- **Instruction**
Report every line in the items below that contains the string "shelf".

- **Records to process**
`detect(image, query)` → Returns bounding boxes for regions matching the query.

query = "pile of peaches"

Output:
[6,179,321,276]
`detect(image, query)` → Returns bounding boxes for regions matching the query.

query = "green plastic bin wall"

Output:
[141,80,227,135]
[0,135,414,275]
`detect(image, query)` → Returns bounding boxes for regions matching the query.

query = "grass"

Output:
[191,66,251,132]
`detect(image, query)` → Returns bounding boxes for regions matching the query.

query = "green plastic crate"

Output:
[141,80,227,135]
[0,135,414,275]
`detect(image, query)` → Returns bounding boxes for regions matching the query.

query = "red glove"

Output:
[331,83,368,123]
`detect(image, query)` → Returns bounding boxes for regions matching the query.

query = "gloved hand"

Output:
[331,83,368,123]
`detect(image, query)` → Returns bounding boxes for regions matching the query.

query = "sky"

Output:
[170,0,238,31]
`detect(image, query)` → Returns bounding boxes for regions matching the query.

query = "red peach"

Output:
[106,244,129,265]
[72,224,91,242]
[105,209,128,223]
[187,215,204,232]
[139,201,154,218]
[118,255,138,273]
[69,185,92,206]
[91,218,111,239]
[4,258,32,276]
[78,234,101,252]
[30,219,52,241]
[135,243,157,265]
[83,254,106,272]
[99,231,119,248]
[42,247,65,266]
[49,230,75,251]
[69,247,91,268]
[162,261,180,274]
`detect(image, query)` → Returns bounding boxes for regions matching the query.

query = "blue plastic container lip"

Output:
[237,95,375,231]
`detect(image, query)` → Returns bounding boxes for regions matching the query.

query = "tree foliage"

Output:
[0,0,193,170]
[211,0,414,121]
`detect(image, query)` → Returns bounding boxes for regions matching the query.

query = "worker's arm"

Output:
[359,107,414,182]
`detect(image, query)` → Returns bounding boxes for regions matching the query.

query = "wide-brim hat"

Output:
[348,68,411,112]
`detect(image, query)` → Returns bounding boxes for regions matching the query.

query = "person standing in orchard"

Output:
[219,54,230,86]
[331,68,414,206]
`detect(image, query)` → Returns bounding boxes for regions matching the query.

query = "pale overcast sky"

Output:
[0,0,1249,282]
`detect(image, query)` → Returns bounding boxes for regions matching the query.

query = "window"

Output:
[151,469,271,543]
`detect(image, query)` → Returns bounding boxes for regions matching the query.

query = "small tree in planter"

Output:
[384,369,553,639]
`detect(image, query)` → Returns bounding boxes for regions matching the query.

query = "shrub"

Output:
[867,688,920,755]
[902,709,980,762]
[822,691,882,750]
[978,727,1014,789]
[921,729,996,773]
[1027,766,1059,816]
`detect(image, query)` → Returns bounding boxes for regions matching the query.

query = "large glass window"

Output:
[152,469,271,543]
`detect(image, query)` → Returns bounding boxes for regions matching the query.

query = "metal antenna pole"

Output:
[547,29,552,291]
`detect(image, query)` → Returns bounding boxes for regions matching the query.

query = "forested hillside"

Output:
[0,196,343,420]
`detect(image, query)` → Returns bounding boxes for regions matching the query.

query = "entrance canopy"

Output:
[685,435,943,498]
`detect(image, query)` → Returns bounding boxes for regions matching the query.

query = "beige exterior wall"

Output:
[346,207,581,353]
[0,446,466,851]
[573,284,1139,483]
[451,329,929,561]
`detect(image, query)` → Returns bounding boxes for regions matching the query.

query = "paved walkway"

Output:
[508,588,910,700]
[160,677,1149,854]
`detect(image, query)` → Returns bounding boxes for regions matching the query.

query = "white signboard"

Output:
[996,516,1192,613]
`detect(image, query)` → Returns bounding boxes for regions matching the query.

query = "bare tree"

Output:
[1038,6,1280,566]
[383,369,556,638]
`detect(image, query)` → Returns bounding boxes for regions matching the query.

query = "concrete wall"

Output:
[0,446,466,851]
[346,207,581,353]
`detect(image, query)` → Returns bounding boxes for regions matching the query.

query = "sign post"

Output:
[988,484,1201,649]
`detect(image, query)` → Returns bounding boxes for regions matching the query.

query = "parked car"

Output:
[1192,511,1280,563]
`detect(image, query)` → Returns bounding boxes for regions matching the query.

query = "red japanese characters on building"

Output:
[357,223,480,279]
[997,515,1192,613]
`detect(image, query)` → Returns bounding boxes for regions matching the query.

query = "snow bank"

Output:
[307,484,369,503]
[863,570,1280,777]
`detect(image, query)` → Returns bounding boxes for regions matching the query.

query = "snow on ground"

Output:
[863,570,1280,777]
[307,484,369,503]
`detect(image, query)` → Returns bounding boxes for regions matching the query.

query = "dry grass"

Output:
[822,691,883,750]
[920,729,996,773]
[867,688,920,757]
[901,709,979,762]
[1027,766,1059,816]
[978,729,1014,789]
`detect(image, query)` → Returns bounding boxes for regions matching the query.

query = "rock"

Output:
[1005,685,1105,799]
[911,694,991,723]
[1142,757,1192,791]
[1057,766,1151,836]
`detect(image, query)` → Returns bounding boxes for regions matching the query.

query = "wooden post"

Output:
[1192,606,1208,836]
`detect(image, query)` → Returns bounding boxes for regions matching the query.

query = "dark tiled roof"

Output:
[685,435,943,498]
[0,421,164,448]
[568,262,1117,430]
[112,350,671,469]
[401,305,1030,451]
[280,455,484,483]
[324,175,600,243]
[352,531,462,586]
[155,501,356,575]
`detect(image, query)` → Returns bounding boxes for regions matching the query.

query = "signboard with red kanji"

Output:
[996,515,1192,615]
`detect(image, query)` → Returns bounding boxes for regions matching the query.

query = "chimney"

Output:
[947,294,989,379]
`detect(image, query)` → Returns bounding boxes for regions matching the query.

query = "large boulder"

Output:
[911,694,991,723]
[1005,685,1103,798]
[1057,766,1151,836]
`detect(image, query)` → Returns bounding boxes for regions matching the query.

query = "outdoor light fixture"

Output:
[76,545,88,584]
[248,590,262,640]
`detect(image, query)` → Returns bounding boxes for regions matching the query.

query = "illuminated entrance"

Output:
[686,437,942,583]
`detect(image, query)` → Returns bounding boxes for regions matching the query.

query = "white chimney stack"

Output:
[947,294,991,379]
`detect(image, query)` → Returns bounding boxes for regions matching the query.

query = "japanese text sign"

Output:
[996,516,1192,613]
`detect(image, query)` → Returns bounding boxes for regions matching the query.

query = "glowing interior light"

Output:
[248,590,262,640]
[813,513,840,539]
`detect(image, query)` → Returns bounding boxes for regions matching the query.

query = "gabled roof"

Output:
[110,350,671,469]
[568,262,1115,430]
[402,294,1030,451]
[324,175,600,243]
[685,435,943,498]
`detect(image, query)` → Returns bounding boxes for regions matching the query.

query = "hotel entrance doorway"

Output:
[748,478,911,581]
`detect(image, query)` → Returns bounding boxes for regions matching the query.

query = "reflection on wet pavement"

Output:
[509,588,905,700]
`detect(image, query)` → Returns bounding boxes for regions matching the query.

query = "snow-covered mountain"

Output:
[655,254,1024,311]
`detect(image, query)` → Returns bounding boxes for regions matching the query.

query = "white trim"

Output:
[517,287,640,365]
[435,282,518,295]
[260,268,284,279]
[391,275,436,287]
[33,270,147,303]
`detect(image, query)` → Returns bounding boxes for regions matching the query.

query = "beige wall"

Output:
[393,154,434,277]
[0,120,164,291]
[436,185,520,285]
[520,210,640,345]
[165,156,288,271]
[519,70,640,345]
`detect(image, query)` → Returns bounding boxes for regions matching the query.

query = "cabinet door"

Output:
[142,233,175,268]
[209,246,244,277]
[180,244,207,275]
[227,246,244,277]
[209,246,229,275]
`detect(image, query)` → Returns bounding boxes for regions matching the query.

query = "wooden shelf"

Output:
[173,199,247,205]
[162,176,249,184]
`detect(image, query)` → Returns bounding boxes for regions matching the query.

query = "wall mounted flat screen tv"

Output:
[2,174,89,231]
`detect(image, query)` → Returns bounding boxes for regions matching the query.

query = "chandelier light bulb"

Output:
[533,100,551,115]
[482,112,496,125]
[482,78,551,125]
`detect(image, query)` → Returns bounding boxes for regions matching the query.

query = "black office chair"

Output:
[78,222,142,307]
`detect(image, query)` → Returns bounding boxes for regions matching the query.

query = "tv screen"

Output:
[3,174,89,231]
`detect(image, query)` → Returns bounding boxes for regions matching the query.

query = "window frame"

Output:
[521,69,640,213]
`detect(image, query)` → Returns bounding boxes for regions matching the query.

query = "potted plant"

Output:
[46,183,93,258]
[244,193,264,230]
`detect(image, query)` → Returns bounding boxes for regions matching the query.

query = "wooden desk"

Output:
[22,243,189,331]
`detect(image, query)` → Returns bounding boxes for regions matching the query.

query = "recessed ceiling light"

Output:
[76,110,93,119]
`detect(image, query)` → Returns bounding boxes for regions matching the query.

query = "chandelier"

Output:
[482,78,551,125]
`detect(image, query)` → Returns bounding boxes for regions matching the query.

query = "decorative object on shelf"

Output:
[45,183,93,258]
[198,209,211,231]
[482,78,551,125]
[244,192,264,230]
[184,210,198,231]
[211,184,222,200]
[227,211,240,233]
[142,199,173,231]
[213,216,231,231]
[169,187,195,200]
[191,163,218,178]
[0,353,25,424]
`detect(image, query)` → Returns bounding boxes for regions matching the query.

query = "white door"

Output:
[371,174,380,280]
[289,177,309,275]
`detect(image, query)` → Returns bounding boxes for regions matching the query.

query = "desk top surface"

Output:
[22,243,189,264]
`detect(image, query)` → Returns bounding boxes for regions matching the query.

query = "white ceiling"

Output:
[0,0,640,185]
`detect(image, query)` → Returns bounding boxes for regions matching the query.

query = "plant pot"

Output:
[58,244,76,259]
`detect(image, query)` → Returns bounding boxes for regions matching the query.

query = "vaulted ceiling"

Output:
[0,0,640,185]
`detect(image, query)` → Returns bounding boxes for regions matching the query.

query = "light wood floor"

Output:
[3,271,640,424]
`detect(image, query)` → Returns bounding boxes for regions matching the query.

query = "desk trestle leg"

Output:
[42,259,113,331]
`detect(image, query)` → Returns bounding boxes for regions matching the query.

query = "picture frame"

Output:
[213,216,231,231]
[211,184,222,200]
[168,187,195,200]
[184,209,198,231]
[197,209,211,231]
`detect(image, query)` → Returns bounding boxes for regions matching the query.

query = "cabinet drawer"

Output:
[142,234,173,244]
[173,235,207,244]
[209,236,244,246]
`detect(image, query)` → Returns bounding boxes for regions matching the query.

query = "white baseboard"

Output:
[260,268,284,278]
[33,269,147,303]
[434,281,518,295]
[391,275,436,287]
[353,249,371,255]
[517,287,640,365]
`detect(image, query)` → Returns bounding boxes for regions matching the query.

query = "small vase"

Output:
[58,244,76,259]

- **Worked answer**
query = "wooden shelf"
query = "decorative object on shelf"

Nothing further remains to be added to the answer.